• _PROBLEM DETAILS_
Extract the lines from the first line of the records below through the line containing "like x=137 y=261.", inclusive, and reproduce them exactly as written.

• _TASK INPUTS_
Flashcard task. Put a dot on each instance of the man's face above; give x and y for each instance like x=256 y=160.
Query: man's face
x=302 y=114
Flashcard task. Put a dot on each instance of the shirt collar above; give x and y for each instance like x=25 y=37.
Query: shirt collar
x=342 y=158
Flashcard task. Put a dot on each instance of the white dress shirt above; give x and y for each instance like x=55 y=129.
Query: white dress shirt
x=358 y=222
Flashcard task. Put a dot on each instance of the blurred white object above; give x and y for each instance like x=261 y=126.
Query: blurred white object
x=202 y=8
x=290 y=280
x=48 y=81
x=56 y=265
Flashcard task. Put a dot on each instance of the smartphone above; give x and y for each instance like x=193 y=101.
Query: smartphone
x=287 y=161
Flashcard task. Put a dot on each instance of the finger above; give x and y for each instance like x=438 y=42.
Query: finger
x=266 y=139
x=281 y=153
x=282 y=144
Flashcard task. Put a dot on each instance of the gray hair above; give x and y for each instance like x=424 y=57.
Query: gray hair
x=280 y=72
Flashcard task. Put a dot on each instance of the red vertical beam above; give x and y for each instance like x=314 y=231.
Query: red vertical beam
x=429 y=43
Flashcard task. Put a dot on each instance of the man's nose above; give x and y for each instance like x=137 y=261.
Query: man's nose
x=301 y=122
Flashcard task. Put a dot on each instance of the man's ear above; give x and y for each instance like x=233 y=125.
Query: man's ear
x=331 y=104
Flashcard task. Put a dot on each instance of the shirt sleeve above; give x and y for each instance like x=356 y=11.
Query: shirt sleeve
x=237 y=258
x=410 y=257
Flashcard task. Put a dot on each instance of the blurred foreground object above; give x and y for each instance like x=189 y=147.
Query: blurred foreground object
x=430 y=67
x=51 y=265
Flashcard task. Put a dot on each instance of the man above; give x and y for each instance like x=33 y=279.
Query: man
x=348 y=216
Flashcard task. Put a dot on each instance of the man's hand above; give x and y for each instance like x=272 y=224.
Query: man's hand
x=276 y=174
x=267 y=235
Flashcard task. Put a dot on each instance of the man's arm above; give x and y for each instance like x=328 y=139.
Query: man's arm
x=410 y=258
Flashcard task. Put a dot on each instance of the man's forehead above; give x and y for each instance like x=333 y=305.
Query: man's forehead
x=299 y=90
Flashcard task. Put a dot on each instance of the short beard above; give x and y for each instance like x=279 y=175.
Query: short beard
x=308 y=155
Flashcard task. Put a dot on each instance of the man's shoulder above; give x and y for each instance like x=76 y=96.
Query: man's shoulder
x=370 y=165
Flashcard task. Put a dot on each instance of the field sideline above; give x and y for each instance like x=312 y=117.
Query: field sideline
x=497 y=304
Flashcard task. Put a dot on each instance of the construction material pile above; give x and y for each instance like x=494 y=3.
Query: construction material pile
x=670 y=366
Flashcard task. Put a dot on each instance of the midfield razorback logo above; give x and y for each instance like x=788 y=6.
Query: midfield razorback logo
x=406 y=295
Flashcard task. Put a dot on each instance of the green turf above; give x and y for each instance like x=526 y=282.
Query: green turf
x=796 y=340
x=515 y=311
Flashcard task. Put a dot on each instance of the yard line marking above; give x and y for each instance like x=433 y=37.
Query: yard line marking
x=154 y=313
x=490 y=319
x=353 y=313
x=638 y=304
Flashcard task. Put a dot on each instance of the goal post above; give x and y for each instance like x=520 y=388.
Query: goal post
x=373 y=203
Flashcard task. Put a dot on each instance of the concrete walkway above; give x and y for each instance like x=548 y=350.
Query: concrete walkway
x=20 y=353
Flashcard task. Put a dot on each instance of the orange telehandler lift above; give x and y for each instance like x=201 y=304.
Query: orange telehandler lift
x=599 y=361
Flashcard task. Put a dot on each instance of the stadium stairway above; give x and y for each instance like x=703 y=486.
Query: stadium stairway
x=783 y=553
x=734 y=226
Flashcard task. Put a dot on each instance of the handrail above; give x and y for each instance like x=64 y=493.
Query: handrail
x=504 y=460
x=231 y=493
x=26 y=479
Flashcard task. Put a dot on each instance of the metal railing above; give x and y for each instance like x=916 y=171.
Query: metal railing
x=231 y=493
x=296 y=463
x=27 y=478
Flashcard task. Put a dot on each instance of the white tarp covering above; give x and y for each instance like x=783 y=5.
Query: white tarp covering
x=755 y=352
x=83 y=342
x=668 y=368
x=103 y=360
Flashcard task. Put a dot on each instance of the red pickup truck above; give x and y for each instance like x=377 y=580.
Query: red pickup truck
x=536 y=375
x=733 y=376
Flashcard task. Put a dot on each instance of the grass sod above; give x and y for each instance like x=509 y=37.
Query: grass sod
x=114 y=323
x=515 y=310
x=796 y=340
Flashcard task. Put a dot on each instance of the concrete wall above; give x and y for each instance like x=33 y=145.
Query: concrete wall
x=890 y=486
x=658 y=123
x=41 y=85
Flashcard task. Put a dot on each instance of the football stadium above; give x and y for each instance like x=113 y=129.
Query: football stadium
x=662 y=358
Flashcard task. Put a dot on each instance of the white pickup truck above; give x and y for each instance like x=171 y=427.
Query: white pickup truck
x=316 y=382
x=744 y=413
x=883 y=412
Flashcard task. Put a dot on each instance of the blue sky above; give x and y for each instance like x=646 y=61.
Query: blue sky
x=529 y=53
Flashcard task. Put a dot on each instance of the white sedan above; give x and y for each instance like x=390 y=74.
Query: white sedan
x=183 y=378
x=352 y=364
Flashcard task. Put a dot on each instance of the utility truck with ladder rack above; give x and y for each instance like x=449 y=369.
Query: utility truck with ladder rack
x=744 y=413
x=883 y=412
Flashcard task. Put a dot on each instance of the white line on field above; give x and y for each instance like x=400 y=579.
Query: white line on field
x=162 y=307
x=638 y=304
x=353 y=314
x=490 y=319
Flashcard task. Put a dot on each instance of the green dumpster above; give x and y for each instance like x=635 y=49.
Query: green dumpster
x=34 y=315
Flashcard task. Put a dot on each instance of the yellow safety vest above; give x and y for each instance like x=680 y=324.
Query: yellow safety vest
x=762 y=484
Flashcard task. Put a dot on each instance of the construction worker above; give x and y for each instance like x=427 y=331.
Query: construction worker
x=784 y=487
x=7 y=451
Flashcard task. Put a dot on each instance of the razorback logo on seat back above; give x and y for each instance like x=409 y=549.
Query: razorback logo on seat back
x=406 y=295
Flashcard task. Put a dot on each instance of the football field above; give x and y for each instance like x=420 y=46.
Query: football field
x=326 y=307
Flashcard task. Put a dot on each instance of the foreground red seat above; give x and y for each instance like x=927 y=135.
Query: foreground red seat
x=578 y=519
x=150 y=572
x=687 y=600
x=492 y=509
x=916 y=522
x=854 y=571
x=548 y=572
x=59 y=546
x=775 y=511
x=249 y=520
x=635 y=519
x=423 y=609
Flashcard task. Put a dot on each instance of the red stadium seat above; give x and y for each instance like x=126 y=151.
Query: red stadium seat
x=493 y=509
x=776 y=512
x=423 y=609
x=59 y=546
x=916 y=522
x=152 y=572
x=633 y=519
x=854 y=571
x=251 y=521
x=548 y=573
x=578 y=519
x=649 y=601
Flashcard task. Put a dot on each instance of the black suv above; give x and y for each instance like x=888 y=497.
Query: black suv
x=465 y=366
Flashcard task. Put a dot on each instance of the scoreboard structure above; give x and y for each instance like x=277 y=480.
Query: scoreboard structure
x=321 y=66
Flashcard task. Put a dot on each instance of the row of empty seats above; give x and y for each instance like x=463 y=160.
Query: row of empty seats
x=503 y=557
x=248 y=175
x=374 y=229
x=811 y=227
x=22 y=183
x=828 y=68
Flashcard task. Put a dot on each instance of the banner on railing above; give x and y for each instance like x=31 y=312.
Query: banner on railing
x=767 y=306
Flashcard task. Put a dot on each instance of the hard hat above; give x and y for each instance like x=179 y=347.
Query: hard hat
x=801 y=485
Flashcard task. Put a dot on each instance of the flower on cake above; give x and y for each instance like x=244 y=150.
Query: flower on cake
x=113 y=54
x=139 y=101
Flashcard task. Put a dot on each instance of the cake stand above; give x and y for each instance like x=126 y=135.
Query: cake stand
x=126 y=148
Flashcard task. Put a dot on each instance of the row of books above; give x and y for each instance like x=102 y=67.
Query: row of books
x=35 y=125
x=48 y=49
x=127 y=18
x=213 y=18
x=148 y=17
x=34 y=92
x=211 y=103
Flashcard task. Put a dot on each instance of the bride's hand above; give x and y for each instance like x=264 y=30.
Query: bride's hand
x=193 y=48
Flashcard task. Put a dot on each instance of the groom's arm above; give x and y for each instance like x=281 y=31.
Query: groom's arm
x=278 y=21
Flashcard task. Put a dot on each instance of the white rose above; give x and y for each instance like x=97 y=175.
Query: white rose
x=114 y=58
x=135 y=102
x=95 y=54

• _TASK RESULT_
Flashcard task. Put a dot on each instance of the man's face above; give x and y for each instance like x=256 y=160.
Query: man's face
x=302 y=114
Flashcard task. Put a dot on each instance of the shirt collar above; give x and y for each instance like x=25 y=37.
Query: shirt collar
x=342 y=158
Flashcard task. Put a dot on each instance of the white dress shirt above; give x and y for each instance like x=55 y=129.
Query: white dress shirt
x=358 y=222
Flashcard task. Put a dot on each instance of the blurred white object above; give x and y for each instance like x=261 y=126.
Query: blurred white object
x=202 y=8
x=290 y=280
x=48 y=81
x=56 y=265
Flashcard task. Put a dot on each instance of the smartphone above; give x and y for each instance like x=193 y=101.
Query: smartphone
x=287 y=161
Flashcard task. Put a dot on each instance of the finger above; give x and y for each instance like x=438 y=42.
Query: finger
x=266 y=139
x=281 y=153
x=282 y=144
Flashcard task. Put a dot on each instance of the gray hair above; give x and y for each instance like x=424 y=57.
Query: gray hair
x=280 y=72
Flashcard task. Put a dot on each instance of the red vertical beam above; give x and y for each instance like x=314 y=231.
Query: red vertical beam
x=429 y=43
Flashcard task. Put a dot on each instance of the man's nose above; give x and y for each instance like x=137 y=261.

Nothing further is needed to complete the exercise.